▶ **Fragmento citado**
____

Una frase ingeniosa, o un grito destemplado que no representa la verdad, utilizado para atacar cualquier defecto del abogado contrario, producen incomodidad y vergüenza al juez. Sabemos que en cada proceso, aun en los civiles, se ventila, no un juego atlético, sino la más celosa y alta función del Estado, y que no se acude a las Salas de justicia para admirar escaramuzas y leguleyadas. Los abogados no son ni artistas de circo, ni merolicos de salón: la justicia es una cosa seria. Un juez se preguntaba, ¿estos abogados de comportamiento extraño, no estarán poseídos por algún espíritu burlón?

Muchos de ellos cuando no visten la toga, son en verdad personas correctas y discretas que conocen y practican las reglas de urbanidad. Conversar con ellos es una agradable experiencia; saben que no está bien levantar la voz en la conversación, se abstienen de emplear palabras enfáticas para expresar cosas sencillas, no interrumpen la frase de su interlocutor, ni lo agobian con una conferencia intrascendente.

____

Continúa el fragmento sobre el comportamiento de los abogados ante los tribunales a partir de su última frase. El material siguiente procede de otra fuente.

____

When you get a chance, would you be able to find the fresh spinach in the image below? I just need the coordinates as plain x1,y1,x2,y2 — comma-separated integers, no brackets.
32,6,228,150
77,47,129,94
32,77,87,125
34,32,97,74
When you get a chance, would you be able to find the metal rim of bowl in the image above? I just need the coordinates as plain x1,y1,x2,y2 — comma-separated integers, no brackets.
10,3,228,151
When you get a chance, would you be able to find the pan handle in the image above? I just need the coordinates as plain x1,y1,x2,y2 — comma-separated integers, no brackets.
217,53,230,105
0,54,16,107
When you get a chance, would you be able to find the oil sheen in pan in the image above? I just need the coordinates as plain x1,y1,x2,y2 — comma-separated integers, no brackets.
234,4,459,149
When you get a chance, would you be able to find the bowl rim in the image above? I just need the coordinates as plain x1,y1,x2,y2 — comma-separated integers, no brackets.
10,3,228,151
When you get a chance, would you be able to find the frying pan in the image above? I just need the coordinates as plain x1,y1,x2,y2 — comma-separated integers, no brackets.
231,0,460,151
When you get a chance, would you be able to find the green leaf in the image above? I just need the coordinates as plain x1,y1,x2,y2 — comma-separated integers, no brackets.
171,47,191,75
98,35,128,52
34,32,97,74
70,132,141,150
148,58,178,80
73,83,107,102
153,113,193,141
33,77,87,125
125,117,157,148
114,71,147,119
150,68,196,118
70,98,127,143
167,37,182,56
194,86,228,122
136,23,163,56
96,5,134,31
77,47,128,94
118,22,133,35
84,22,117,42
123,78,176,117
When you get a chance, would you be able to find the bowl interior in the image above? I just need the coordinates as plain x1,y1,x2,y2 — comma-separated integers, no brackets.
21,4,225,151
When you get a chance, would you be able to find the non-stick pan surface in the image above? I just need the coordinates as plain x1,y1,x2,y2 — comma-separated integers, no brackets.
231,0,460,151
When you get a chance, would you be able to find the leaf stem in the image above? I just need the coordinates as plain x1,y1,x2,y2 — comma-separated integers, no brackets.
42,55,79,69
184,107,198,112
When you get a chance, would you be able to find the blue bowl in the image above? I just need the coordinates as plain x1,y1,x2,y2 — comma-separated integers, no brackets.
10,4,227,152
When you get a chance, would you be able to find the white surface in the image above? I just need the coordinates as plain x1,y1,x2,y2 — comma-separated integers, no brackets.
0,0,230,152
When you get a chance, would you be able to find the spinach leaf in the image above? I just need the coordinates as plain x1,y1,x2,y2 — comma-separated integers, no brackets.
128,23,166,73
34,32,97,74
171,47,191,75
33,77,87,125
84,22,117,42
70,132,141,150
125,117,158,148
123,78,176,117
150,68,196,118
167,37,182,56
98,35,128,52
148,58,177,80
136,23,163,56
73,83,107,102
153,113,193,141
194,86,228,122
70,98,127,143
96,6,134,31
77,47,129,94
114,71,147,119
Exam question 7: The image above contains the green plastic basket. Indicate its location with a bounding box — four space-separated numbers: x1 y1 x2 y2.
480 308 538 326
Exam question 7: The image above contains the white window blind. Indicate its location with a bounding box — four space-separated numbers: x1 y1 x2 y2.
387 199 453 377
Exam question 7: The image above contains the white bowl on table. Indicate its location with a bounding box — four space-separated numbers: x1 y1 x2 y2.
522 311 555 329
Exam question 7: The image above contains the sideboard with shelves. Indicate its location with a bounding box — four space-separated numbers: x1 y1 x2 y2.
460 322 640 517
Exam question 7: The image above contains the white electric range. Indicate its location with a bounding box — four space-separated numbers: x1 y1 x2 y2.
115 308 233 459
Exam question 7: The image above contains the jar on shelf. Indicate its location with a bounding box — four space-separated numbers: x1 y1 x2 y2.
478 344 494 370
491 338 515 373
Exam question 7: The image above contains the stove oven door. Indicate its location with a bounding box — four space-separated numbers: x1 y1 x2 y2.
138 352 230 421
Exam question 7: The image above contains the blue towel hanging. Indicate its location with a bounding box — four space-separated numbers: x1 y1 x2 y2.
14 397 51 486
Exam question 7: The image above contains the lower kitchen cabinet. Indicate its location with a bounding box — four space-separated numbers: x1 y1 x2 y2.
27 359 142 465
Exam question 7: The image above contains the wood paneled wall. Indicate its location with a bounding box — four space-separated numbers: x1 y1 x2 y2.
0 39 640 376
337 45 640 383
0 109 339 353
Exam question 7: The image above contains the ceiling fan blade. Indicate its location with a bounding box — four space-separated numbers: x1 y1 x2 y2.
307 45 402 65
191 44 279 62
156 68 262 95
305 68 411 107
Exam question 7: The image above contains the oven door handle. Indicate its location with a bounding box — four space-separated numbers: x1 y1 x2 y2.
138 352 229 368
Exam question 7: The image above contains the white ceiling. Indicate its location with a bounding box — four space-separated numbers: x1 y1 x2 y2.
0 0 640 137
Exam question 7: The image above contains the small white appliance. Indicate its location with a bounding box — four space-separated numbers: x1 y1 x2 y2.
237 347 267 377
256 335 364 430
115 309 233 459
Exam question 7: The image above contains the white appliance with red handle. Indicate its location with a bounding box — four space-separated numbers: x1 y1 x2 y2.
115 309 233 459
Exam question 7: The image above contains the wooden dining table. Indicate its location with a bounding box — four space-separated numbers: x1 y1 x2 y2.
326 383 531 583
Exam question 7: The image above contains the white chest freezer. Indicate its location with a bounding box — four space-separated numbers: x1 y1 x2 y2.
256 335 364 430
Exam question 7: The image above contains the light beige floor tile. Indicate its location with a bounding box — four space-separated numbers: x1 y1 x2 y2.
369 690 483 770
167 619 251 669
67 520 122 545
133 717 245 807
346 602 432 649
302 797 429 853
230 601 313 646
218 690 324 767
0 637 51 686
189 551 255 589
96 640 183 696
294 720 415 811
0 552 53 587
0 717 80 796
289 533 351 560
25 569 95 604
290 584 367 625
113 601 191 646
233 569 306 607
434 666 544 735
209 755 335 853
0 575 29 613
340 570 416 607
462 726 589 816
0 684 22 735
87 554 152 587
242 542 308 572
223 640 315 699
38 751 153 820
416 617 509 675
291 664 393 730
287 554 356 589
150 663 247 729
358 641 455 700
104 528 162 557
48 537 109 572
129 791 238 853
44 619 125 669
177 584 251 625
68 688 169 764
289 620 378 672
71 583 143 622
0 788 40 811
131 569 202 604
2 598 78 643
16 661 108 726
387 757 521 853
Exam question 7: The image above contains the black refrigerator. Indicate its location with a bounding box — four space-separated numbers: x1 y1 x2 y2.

____

▶ **Resultado de tarea**
Cuando entran en una tienda a comprar una corbata, no se ponen a dar puñetazos sobre el mostrador ni a apuntan con el índice, desorbitados los ojos, a la persona que los atiende. Y, sin embargo, esas mismas personas, tan bien educadas, cuando están en un juicio olvidan la urbanidad y los buenos modales. Con los cabellos desordenados y congestionado el rostro, emiten una voz estridente y gutural, que parece amplificada por las arcanas concavidades de otro mundo; emplean gestos y vocabulario que no son los suyos, y hasta alteran la pronunciación habitual de ciertas consonantes. ¿Habrá, pues, qué creer que caen como suele decirse, en trance, y que a través de su inerte persona habla el espíritu de algún charlatán de feria escapado del infierno?

Así debe ser; no se comprendería de otra manera que puedan suponer que, para hacerse tomar en serio por el Tribunal, tengan que gritar, gesticular y desorbitar los ojos en la audiencia de tal modo, que si lo hicieran en sus casas, cuando están sentados a la mesa con su familia, desencadenarían una clamorosa tempestad de carcajadas. No puede ser un buen abogado quien está siempre a punto de perder la cabeza por una palabra mal entendida, o que ante la villanía del adversario sólo sepa reaccionar recurriendo al tradicional gesto de los abogados de la vieja escuela, tirarle el tintero por la cabeza a quien los enoja.

La noble pasión del abogado debe ser siempre consciente y razonable; tener dominados los nervios, saber responder a la ofensa con una sonrisa amable y dar las gracias con una correcta inclinación, al presidente autoritario que le priva del uso de la palabra.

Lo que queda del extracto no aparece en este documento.